**WORK ORDER**
Please decide whether each statement below agrees with the trypanosome gene text that follows, answering yes or no and quoting the deciding words: 1. The isolated T. cruzi gene showed about 50% identity with members of the hsp 60 gene family. 2. The T. cruzi hsp 60 genes occur as single scattered copies rather than in tandem arrays. 3. Transfectants that grew without exogenous putrescine arose at a frequency of 1.6 x 10(-7).

**TEXT UNDER STUDY**
┌────────
Predicted amino acid sequence and genomic organization of Trypanosoma cruzi hsp 60 genes

We describe the isolation of a Trypanosoma cruzi protein-coding gene that exhibited about 50% identity with members of the family of heat shock protein (hsp) 60 genes. Since this homology extended for most of the predicted 562 amino acid open reading frame and was comparable to the level of sequence identity between the individual hsp 60 genes from diverged species, we conclude that we have isolated and characterized a T. cruzi hsp 60 gene. The T. cruzi hsp 60 genes are arranged in tandem arrays, and the presence of restriction fragment length polymorphisms (RFLPs) among the different hsp 60 genes suggests the presence of several separate gene arrays encoding hsp 60 members.

Cloning by functional complementation in Trypanosoma brucei

A procyclic Trypanosoma brucei double-knockout mutant lacking the ornithine decarboxylase (ODC) gene was transfected with a T. brucei genomic library in the expression vector pTSO-HYG4, which utilizes the PARP promoter and replicates extrachromosomally by virtue of a minicircle origin of replication. Transfectants which grew in the absence of exogenous putrescine, the product of the ODC-catalyzed reaction, were obtained at a frequency of 1.6 x 10(-7) and shown to restore ODC protein synthesis and enzymatic activity. Restriction enzyme patterns and Southern blot analysis of plasmids recovered from these cells and propagated in E. coli showed that the inserts contained a single copy of the T. brucei ODC gene. These results demonstrate for the first time the feasibility of identifying novel T. brucei genes by direct complementation of mutant T. brucei cell lines.
└────────
**STUDY MATERIAL**
┌────────
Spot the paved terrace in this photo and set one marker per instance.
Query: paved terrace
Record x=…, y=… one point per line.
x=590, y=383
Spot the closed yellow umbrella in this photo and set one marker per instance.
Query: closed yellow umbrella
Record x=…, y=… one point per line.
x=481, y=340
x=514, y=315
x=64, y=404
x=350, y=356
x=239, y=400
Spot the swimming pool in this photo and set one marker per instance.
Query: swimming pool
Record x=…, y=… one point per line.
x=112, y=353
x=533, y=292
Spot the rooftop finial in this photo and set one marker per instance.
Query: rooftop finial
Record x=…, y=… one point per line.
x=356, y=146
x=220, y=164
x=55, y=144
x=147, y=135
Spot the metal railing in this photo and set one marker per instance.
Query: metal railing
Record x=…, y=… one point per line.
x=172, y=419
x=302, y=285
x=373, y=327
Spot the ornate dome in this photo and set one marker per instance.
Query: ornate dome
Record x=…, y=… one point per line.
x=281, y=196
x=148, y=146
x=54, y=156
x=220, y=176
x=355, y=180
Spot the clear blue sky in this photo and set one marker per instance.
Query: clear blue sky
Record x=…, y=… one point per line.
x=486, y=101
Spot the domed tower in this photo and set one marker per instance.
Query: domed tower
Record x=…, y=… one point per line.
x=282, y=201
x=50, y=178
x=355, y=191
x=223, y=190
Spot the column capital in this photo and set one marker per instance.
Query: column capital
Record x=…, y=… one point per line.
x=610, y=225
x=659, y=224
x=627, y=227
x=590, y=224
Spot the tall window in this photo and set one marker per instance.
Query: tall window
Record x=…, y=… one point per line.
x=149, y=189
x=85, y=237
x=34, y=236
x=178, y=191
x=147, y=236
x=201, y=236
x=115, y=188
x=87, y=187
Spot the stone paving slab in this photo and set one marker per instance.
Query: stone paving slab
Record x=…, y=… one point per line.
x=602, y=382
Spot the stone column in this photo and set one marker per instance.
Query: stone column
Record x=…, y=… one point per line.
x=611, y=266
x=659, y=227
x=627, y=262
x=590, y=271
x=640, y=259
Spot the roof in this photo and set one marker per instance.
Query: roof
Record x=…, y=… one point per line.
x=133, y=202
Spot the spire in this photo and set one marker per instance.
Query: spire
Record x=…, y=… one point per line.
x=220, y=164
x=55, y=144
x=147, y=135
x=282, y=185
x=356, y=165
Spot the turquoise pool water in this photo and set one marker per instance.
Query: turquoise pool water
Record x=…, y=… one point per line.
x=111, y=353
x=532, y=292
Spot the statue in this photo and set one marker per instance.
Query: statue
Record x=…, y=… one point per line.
└────────
**ANSWER FOR THE TASK**
1. Yes: "exhibited about 50% identity with members of the family of heat shock protein (hsp) 60 genes"
2. No: "The T. cruzi hsp 60 genes are arranged in tandem arrays"
3. Yes: "were obtained at a frequency of 1.6 x 10(-7)"